Yes, the Wilson era was definitely the main launching point for a lot of the problems we are seeing today (although the roots go back further.)  In addition to the unconstitutional "Federal Reserve" system (which has stolen 95% of the value of the dollar in just 90 years) and the immoral income tax (also of extremely dubious legality), that same period saw the final elimination of any real influence from the States over Federal legislation, with the passage of the 17th amendment.  From that point on there has been no question that the States are merely agents of the Feds, instead of the other way around (as the Republic was originally created.)

Quote
It's like the atmosphere surrounding the purges carried out by Stalin in 37-38 which branded Bakunin a traitor to the "party". Is that where we're headed?

Headed?  No; we are already there.  The media rarely reports on a lot of what the Feds pull, so most people don't have a clue, but intelligent monitoring of the Internet reveals an awful lot.

After all, the Bush administration has succeeded in kidnapping citizens and holding them incommunicado for years, without any criminal charges ever being brought against them.  Jose Padilla was grabbed when he got off a plane in Chicago over 3 years ago.  He has never been charged with anything, but the military has been holding him prisoner - without access to a lawyer, or his family or friends.  He's not the only one who has been "disappeared", either.

If you search for it, you'll discover that there have been many dozens (if not hundreds) of innocent citizens who have been gunned down in their beds in the middle of the night, all in the name of the government's "War on Drugs."  No one has ever been punished for any of these murders.  (Just as no one was punished for murdering over 80 innocent citizens in Waco, nor for murdering Mrs. Weaver and her son in Idaho.)  The government quite literally gets away with murder on a regular basis.

The government claims the right to steal your home, your car, and your bank accounts, etc., merely by claiming that you are involved in the drug trade.  They don't have to prove it, or even have to bring criminal charges against you to do so, and it is up to you to prove in court that your property is innocent before they (might) give it back to you.  (Property that gets seized in these "civil forfeitures" gets divided between the police, the prosecutors and the courts, so there is little incentive for them to play fair with you.)

The government claims the power to harrass us whenever we dare stick our noses out of our homes, too.  You don't even have to do a thing.  Montana, for example, recently announced a policy requiring their State police to stop at least one car every hour while they're on patrol.  The drivers don't have to be doing anything wrong to get pulled over, they just have to be the unlucky one who got picked at random.  Montana claims that this isn't setting a quota, though, since the cops aren't required to issue a ticket,  but rather they just have to pull someone over to check on them.  I'm quite sure that the other States will soon be following Montana's example.

Virtually every agency of the Federal government has their own SWAT teams, including the National Park Service and the Social Security Administration.  Why?  (It's even more disturning when you realize that the Constitution does not grant the Feds any police powers at all.)

Of course, there are many other equally disturbing things going on throughout the US, but you probably get the point already.  We are already dealing with a Stalinist-style government, and it's quickly going beyond that into a complete Orwellian "Big Brother" police state.  Give them a few more years, and they're be requiring that everyone has cameras installed in their homes as well.  For our own good, of course.

== Set task a ==
Output the records as a JSON list of strings, one string per line with blank lines left out, running from the first line of the records through the line containing "[(86, 101)]", inclusive.
The records after this text come from a separate, unrelated source.

== Stored records ==
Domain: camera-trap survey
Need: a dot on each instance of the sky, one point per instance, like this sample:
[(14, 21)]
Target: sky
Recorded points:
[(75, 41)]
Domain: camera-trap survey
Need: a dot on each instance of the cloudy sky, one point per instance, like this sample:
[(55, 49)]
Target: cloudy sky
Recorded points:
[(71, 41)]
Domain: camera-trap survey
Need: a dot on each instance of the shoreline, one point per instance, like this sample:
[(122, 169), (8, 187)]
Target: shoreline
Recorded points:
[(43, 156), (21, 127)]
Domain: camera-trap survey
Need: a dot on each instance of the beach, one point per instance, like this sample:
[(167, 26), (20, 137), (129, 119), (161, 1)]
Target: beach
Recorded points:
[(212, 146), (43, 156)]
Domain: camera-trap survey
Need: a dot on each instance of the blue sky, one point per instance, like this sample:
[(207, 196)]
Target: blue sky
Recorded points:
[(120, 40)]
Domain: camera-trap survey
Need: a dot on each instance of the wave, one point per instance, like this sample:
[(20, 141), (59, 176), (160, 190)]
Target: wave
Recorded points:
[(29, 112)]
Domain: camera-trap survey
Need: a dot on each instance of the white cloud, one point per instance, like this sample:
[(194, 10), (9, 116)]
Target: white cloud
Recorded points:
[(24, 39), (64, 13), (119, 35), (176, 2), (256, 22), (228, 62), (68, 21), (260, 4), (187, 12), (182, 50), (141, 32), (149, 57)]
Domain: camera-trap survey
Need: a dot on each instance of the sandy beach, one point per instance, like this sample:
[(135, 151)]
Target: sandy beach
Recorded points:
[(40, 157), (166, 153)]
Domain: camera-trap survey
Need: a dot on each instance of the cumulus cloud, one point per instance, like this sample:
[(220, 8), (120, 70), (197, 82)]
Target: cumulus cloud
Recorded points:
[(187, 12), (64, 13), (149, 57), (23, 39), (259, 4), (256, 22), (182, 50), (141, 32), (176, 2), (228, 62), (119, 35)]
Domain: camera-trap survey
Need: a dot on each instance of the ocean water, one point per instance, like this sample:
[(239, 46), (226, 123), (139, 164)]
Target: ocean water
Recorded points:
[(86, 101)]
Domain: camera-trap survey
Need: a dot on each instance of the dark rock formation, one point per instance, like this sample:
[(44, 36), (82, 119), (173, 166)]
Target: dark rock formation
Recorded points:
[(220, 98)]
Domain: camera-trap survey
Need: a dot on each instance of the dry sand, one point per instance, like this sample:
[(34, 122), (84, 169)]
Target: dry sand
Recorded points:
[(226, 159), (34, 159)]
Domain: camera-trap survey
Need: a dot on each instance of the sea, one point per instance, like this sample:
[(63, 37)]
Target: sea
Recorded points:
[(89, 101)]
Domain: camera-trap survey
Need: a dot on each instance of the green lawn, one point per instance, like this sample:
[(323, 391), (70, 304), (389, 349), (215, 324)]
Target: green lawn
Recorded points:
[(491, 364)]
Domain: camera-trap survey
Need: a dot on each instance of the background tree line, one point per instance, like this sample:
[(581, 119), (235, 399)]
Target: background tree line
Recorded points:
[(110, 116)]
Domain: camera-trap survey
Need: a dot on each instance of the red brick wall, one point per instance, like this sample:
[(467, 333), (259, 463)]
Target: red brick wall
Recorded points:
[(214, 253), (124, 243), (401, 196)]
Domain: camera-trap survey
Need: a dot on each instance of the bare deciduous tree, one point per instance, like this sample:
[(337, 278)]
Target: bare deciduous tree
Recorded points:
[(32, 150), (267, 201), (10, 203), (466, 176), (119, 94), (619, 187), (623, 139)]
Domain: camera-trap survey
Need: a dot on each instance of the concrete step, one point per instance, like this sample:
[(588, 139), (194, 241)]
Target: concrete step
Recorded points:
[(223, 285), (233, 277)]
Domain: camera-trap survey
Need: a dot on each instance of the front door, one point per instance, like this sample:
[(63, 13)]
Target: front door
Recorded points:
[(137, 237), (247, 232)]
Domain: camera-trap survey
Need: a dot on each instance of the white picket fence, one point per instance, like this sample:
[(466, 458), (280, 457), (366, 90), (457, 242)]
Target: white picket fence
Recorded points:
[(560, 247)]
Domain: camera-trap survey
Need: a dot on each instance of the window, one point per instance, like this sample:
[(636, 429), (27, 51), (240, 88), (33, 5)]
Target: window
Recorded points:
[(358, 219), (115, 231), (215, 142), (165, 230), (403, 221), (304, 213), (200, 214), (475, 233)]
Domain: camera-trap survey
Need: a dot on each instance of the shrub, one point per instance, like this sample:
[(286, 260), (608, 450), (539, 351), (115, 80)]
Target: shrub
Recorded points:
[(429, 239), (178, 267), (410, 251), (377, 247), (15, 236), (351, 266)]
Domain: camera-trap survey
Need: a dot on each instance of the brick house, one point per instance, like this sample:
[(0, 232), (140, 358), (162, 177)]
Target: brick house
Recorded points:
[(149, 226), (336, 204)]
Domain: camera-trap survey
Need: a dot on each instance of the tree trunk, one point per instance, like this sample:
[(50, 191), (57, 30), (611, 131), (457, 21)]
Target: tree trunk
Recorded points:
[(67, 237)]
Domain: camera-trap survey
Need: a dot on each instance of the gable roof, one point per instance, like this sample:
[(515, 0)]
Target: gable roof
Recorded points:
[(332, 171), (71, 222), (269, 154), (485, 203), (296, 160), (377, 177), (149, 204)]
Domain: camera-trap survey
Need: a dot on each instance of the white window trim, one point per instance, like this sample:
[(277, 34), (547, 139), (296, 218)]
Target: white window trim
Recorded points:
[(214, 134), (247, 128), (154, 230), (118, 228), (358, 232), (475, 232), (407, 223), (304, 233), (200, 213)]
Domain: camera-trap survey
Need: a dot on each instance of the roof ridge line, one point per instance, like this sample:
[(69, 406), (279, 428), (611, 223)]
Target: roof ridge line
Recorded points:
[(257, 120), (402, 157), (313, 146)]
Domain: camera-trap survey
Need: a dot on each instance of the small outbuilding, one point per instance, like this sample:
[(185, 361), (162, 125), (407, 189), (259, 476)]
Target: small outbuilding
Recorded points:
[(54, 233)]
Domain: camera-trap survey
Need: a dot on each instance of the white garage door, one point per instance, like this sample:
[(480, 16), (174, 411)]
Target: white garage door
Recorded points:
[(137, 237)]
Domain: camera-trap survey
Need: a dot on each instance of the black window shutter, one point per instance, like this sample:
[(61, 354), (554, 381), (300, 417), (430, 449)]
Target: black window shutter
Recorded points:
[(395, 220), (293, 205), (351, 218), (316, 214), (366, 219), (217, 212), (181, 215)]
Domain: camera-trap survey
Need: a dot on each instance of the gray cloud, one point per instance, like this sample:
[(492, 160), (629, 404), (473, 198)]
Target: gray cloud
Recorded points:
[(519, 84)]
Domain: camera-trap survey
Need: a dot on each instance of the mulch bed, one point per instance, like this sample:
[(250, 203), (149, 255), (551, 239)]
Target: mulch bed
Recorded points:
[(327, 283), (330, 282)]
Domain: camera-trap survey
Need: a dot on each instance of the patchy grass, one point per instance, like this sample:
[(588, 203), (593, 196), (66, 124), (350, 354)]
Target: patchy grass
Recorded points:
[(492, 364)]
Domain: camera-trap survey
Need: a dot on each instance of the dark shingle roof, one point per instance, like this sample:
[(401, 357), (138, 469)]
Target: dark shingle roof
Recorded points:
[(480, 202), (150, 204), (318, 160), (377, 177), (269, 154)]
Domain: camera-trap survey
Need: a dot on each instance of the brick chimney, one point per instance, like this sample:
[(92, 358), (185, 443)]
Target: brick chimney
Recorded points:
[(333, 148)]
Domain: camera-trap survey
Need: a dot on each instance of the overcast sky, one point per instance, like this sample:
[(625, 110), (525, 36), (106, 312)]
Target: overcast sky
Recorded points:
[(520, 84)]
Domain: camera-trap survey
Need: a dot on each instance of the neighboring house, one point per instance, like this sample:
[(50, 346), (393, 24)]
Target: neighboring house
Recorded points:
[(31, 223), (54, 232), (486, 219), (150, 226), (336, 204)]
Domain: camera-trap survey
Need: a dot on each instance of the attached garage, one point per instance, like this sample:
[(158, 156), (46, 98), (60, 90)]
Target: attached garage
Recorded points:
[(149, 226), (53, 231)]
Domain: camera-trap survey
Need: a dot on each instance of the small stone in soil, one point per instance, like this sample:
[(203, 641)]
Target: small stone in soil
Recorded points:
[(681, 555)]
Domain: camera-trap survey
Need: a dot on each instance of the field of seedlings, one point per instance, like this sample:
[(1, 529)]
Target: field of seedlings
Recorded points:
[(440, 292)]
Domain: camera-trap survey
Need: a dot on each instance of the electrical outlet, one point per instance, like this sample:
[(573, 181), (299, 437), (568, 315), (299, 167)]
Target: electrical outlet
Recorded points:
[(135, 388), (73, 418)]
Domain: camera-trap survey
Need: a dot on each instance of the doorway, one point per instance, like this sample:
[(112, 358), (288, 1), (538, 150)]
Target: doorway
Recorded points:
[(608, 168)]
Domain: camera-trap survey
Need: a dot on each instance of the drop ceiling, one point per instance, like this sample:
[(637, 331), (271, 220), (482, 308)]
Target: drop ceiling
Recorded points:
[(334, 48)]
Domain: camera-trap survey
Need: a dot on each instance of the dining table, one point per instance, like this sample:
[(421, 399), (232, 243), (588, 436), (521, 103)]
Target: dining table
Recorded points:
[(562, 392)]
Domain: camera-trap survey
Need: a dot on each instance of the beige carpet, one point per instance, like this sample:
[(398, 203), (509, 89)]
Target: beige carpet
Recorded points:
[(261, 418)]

== Set task b ==
Answer these questions using the post on government power:
(i) Where was Jose Padilla grabbed, and how long ago?
(ii) How many cars every hour must Montana's State police stop while on patrol?
(iii) Which two agencies are named as having their own SWAT teams?

== Worked solution a ==
[
  "Domain: camera-trap survey",
  "Need: a dot on each instance of the sky, one point per instance, like this sample:",
  "[(14, 21)]",
  "Target: sky",
  "Recorded points:",
  "[(75, 41)]",
  "Domain: camera-trap survey",
  "Need: a dot on each instance of the cloudy sky, one point per instance, like this sample:",
  "[(55, 49)]",
  "Target: cloudy sky",
  "Recorded points:",
  "[(71, 41)]",
  "Domain: camera-trap survey",
  "Need: a dot on each instance of the shoreline, one point per instance, like this sample:",
  "[(122, 169), (8, 187)]",
  "Target: shoreline",
  "Recorded points:",
  "[(43, 156), (21, 127)]",
  "Domain: camera-trap survey",
  "Need: a dot on each instance of the beach, one point per instance, like this sample:",
  "[(167, 26), (20, 137), (129, 119), (161, 1)]",
  "Target: beach",
  "Recorded points:",
  "[(212, 146), (43, 156)]",
  "Domain: camera-trap survey",
  "Need: a dot on each instance of the blue sky, one point per instance, like this sample:",
  "[(207, 196)]",
  "Target: blue sky",
  "Recorded points:",
  "[(120, 40)]",
  "Domain: camera-trap survey",
  "Need: a dot on each instance of the wave, one point per instance, like this sample:",
  "[(20, 141), (59, 176), (160, 190)]",
  "Target: wave",
  "Recorded points:",
  "[(29, 112)]",
  "Domain: camera-trap survey",
  "Need: a dot on each instance of the white cloud, one point per instance, like this sample:",
  "[(194, 10), (9, 116)]",
  "Target: white cloud",
  "Recorded points:",
  "[(24, 39), (64, 13), (119, 35), (176, 2), (256, 22), (228, 62), (68, 21), (260, 4), (187, 12), (182, 50), (141, 32), (149, 57)]",
  "Domain: camera-trap survey",
  "Need: a dot on each instance of the sandy beach, one point per instance, like this sample:",
  "[(135, 151)]",
  "Target: sandy beach",
  "Recorded points:",
  "[(40, 157), (166, 153)]",
  "Domain: camera-trap survey",
  "Need: a dot on each instance of the cumulus cloud, one point per instance, like this sample:",
  "[(220, 8), (120, 70), (197, 82)]",
  "Target: cumulus cloud",
  "Recorded points:",
  "[(187, 12), (64, 13), (149, 57), (23, 39), (259, 4), (256, 22), (182, 50), (141, 32), (176, 2), (228, 62), (119, 35)]",
  "Domain: camera-trap survey",
  "Need: a dot on each instance of the ocean water, one point per instance, like this sample:",
  "[(239, 46), (226, 123), (139, 164)]",
  "Target: ocean water",
  "Recorded points:",
  "[(86, 101)]"
]

== Worked solution b ==
(i) In Chicago, when he got off a plane, over 3 years ago.
(ii) At least one.
(iii) The National Park Service and the Social Security Administration.